** PAGE EXTRACT follows **
AN EXPERIENTIAL EXHIBITION TO CELEBRATE ATHLETICS’ HERITAGE

Ahead of this year’s World Athletics Championships in Budapest from August 19-27, governing body World Athletics has unveiled the stunning Museum of World Athletics (MOWA) Heritage Athletics Exhibition in the Hungarian capital.

The exhibition celebrates the 40th anniversary of the World Athletics Championships, with the first edition having taken place in 1983 in Helsinki, Finland.

The MOWA Heritage Exhibition Budapest 2023 features competition clothing, shoes, equipment and trophies donated by some of the greatest athletes in the sport’s history. During their visit, fans will also be able see historic Hungarian athletic artefacts that have never been publicly displayed before.

In a bid to reach athletics fans worldwide, the exhibition is also available virtually.

“The purpose of the MOWA and its displays, physical and virtual, is to tell the story of international athletics and to celebrate its greatest athletes and coaches,” Chris Turner, director of the Heritage Department at World Athletics, tells Fan XP. “To do that successfully, the MOWA aims to put athletic performances and the superhuman feats of the athletes into context for fans.”

“Hungary is an established athletics nation with a long history of success, particularly in the throwing events, and it was one of the founding members of World Athletics in 1912,” Turner says.

“Yet despite our sport being relatively well known in Hungary, most of the visitors to the MOWA exhibition, which until the end of August is in Budapest’s newest shopping centre, will have had no previous connection with athletics – perhaps not even any sport.”

Reaching fans worldwide

Turner explains that a virtual museum was always part of the original concept for the World Athletics Heritage Department when it was first formed in January 2018. However, the onset of the COVID-19 pandemic in 2020 accelerated the project.

“In the first two years of the department’s life, we were busy establishing the heritage programme of activities and events to honour athletics’ history. That included beginning the formation of our collection and exhibiting those artefacts around the world,” Turner explains.

“Then in March 2020, the pandemic struck and, with the cancellation of all our public activities due to lockdown, we were faced with the obvious though nonetheless stark choice of going online or quickly ceasing to exist.

“After a brief tender and a rapid design process, we opened the museum building with its first two galleries a year later. While 3D museums are not unusual in the art world, in sports we remarkably were the first museum to open a fully virtual 3D platform.”
** End of PAGE EXTRACT **
** DATA SHOWN follows **
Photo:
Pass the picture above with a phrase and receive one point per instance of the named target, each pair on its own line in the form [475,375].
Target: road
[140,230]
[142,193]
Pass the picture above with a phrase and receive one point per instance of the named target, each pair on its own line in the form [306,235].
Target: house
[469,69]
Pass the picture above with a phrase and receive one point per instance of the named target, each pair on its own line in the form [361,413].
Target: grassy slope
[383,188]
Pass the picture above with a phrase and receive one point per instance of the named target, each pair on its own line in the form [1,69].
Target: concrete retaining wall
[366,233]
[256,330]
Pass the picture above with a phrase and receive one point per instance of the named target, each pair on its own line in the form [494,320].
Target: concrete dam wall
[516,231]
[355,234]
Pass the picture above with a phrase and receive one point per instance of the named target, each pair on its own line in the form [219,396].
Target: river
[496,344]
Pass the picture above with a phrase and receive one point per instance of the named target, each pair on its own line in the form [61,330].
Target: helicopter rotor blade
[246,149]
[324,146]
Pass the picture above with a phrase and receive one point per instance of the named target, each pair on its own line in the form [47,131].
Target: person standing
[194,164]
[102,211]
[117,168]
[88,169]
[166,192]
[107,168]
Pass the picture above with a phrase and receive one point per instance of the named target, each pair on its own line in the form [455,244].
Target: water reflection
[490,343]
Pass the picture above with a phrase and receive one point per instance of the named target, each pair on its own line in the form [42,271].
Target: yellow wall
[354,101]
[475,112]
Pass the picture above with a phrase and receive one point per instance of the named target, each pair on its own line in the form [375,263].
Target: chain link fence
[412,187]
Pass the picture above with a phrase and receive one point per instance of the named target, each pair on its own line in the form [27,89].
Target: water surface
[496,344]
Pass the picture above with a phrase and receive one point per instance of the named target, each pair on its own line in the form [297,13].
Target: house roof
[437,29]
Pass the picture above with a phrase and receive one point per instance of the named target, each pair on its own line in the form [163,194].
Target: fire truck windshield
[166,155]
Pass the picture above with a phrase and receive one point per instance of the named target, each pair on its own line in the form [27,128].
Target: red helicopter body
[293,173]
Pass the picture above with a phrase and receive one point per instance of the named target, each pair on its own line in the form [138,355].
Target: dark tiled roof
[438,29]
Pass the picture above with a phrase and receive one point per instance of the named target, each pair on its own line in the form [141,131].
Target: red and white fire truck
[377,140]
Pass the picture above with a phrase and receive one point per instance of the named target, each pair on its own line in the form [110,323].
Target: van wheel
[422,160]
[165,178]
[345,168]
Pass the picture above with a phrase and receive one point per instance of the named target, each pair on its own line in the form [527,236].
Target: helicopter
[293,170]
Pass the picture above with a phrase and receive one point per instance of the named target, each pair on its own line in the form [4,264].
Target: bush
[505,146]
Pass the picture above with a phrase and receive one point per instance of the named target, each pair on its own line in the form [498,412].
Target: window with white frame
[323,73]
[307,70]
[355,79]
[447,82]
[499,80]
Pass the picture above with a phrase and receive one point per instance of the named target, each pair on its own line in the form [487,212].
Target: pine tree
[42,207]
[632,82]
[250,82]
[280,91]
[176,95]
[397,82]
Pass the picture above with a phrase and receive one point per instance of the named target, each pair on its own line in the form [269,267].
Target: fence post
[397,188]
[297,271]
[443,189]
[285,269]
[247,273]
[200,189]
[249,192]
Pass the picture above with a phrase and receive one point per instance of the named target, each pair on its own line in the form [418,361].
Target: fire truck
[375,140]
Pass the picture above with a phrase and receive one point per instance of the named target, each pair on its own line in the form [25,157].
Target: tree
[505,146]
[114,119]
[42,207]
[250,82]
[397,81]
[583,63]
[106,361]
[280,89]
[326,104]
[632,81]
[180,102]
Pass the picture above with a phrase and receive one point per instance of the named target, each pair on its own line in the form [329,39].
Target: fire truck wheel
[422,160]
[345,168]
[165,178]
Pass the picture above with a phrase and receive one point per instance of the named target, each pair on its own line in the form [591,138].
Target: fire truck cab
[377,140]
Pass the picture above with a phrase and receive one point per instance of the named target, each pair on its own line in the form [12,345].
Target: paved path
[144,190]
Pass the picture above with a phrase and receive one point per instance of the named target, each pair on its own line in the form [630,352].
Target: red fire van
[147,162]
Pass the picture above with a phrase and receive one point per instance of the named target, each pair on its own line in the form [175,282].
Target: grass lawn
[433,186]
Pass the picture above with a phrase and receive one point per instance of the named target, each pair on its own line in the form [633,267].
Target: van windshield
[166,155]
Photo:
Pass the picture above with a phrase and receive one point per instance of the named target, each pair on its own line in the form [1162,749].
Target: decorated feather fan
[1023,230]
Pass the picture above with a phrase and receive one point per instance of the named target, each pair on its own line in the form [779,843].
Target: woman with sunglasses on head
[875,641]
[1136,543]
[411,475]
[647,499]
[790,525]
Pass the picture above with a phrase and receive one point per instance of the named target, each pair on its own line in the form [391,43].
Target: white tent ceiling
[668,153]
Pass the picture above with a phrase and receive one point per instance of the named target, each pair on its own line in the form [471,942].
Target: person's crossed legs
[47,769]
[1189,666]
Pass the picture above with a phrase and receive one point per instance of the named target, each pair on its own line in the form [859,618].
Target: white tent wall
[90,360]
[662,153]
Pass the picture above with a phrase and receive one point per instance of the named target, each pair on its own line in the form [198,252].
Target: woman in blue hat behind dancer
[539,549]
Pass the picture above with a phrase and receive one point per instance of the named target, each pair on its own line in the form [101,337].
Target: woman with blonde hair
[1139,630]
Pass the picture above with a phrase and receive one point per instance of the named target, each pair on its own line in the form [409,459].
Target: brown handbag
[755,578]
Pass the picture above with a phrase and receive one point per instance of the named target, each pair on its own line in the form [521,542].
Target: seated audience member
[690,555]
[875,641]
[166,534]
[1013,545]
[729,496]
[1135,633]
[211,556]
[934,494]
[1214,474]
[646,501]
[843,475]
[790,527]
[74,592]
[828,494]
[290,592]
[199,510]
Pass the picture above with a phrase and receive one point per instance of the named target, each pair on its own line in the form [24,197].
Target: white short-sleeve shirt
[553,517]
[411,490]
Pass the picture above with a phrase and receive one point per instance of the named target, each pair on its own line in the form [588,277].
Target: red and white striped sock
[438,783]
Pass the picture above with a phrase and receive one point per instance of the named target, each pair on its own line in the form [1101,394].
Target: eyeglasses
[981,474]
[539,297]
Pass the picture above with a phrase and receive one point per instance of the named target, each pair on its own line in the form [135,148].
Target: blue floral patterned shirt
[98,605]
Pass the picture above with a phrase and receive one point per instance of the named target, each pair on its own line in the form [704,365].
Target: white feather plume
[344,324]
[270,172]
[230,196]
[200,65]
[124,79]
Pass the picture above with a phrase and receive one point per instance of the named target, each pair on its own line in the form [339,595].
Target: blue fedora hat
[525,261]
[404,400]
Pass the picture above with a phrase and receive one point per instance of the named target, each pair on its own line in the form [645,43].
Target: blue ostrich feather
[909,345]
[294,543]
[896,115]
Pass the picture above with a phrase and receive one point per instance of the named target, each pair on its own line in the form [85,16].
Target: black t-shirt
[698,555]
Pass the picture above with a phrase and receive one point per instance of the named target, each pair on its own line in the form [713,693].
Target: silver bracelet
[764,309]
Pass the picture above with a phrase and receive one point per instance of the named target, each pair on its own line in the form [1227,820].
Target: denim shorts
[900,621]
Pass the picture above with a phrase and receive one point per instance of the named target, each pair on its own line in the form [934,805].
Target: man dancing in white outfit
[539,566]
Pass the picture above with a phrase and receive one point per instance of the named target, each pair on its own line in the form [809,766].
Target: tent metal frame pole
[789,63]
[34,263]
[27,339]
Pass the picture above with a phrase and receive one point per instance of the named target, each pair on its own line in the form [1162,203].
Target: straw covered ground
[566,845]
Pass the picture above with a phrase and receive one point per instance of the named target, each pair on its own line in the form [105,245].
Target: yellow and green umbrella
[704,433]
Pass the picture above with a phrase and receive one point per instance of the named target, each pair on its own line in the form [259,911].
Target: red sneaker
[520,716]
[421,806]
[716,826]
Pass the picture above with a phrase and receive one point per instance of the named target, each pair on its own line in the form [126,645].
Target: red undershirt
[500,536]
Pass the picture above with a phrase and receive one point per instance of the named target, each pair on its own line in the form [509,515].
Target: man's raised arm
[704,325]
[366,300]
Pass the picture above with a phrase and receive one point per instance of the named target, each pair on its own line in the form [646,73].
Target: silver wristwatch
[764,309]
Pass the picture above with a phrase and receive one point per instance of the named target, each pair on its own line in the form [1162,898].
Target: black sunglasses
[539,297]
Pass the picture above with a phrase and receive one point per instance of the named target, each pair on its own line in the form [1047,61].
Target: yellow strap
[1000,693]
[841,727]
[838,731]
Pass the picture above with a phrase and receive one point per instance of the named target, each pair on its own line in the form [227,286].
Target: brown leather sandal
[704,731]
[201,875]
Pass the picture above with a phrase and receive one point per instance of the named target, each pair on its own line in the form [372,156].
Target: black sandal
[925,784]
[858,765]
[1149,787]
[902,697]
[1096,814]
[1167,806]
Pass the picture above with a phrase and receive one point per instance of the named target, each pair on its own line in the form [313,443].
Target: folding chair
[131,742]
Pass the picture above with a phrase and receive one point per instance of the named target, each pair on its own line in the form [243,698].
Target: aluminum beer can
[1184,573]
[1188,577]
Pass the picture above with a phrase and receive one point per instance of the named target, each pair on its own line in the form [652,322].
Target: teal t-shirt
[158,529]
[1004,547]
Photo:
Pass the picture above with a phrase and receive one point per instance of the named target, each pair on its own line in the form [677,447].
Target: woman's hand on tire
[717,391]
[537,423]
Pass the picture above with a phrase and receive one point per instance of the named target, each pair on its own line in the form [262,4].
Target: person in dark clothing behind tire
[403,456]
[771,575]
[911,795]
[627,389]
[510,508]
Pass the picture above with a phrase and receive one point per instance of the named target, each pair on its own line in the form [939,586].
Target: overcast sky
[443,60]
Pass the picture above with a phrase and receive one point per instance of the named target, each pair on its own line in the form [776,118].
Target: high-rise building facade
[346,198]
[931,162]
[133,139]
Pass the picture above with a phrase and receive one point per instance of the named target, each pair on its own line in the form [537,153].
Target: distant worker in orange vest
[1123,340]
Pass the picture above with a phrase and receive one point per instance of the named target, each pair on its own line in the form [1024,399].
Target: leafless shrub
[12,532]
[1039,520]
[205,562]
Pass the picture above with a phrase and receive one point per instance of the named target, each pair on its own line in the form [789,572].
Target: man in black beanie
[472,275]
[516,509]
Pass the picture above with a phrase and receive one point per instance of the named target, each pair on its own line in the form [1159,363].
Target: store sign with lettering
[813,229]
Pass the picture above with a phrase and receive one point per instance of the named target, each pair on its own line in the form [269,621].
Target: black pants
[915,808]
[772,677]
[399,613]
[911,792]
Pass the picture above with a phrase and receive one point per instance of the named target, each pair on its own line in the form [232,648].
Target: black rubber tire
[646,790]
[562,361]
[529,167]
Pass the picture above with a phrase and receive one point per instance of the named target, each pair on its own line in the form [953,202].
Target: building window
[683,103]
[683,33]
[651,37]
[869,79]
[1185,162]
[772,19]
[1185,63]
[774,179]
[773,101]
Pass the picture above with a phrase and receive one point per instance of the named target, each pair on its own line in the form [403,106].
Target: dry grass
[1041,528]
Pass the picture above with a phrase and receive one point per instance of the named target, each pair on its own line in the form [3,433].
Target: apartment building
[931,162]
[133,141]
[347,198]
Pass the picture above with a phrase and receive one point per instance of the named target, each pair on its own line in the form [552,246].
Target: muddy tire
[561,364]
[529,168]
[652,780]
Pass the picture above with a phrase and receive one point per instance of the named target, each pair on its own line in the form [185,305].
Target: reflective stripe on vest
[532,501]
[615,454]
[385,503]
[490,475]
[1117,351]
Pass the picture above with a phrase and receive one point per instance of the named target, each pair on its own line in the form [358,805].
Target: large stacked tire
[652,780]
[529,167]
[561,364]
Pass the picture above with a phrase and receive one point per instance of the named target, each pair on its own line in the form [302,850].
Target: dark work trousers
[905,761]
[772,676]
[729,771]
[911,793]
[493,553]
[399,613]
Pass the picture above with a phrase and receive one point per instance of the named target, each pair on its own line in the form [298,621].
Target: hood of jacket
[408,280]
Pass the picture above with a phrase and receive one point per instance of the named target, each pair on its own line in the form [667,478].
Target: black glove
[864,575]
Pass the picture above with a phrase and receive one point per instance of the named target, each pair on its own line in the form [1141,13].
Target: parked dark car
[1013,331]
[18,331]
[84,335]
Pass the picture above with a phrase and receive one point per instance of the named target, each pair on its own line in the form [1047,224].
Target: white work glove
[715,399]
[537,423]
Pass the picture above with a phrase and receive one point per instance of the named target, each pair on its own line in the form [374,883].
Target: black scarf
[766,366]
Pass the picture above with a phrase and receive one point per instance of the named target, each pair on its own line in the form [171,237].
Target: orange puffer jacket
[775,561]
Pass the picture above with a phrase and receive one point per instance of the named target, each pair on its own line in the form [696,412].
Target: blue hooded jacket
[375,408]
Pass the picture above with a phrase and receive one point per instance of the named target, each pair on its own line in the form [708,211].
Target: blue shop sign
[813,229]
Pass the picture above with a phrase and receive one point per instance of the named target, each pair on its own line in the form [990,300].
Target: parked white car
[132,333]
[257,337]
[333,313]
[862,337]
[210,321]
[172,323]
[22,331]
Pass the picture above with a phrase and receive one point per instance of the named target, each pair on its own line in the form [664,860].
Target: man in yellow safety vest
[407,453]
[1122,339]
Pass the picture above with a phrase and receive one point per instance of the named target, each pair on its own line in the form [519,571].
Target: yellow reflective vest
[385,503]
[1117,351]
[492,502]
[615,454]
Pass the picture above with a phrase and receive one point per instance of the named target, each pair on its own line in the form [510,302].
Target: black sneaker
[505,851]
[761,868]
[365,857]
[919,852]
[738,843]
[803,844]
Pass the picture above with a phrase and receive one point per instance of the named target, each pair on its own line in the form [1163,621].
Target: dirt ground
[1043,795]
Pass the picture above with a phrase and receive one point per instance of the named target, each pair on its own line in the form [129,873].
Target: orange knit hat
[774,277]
** End of DATA SHOWN **
> **TASKS FOR THIS EXERCISE**
#1 Answer these questions about the MOWA exhibition article:
(a) In what year and city was the first World Athletics Championships held?
(b) When was the World Athletics Heritage Department first formed?
(c) In what year did Hungary become one of the founding members of World Athletics?
#2 Update the MOWA exhibition article between "Ahead of this" and "also available virtually.", inclusive, replacing "Hungarian capital" with "city". Write out that whole passage with the change made.
#3 Carry the MOWA exhibition article further, beginning right after its final sentence.
The rows play no part in any of the work here.

> **RESPONSES BY ITEM NUMBER**
#1
(a) 1983, in Helsinki, Finland
(b) January 2018
(c) 1912

#2
Ahead of this year’s World Athletics Championships in Budapest from August 19-27, governing body World Athletics has unveiled the stunning Museum of World Athletics (MOWA) Heritage Athletics Exhibition in the city.

The exhibition celebrates the 40th anniversary of the World Athletics Championships, with the first edition having taken place in 1983 in Helsinki, Finland.

The MOWA Heritage Exhibition Budapest 2023 features competition clothing, shoes, equipment and trophies donated by some of the greatest athletes in the sport’s history. During their visit, fans will also be able see historic Hungarian athletic artefacts that have never been publicly displayed before.

In a bid to reach athletics fans worldwide, the exhibition is also available virtually.

#3
Now, online visitors can take a virtual stroll through five galleries and view hundreds of artefacts in 360-degree 3D, accompanied by supportive text in English, French and Spanish. Online guests can also view photographs and inspirational videos from the world of athletics

The travelling exhibition

Just a few short months after establishing the heritage programme, World Athletics opened a small public space in March 2018 in Birmingham, UK, during the World Athletics Indoor Championships.

Turner continues: “Perhaps more surprisingly, given the time scale, we opened our first large public exhibition in Ostrava in June 2018. That 250-square-metre exhibition was located in a shopping mall for three months in the lead into the Continental Cup, an international athletics team competition, held in the Czech Republic that September.”

Athletes and private collectors loaned and, in some cases, permanently donated items to the World Athletics’ collection to make the concept a reality.

Also around that time, in July 2018, the Heritage Department opened a small exhibition in Buenos Aires, Argentina, to celebrate the centenary of ConSudAtle, the regional athletics association covering South America.

See, hear, feel

Memorable experiences await visitors to the mammoth 600-square-metre space in Budapest this year. They are able to touch and feel the equipment used by athletes and can walk under the high jump bar set at the world record height. They can even test out their own capabilities against the world records of the long and triple jumpers, which are marked out on the exhibition floor.

Turner adds: “Rather unusually for a museum, the MOWA allows visitors to touch some of its major exhibits. For instance, Jan Zelezny’s javelin with which he set the current world record can be handled. Visitors can also stroll past stadium clocks, hurdle barriers and displays of relay batons within the exhibition.

“We encourage visitors to set their feet into Starting Blocks, so they imagine being a sprinter crouched before the gun, and to ring a Lap Bell which sounds the last 400 metres of middle- and long-distance races. That ringing, along with archive competition video and sound walls playing race commentary, gives visitors the sounds and feeling of actually being in a stadium.”